(Beginning of DATA IN THIS EXERCISE)

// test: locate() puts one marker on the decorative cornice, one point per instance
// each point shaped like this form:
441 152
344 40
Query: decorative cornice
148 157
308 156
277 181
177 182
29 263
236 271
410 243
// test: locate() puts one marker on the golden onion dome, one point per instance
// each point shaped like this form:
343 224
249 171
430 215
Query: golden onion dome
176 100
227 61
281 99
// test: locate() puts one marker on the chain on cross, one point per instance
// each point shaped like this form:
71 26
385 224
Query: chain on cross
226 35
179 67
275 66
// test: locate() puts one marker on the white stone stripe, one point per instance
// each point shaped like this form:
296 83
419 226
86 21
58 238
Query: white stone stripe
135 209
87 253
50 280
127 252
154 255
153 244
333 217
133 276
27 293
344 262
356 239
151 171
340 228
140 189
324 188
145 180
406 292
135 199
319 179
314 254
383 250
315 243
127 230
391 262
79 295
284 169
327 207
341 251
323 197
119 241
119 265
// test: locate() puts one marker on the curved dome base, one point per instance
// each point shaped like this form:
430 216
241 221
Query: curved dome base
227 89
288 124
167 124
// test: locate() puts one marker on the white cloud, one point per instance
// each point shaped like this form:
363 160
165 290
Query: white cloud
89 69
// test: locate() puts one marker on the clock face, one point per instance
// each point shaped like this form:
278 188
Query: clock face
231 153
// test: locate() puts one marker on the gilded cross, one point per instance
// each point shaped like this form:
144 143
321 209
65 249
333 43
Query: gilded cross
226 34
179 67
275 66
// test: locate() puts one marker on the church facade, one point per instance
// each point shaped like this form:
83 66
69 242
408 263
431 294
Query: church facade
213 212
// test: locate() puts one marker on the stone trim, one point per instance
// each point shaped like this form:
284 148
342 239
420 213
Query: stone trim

(End of DATA IN THIS EXERCISE)

TASK DESCRIPTION = Which lines of the data include "trim"? Copy each of them.

FINISHED TASK =
// test: locate() puts one marker on the stone trim, one point per instance
Query: stone trim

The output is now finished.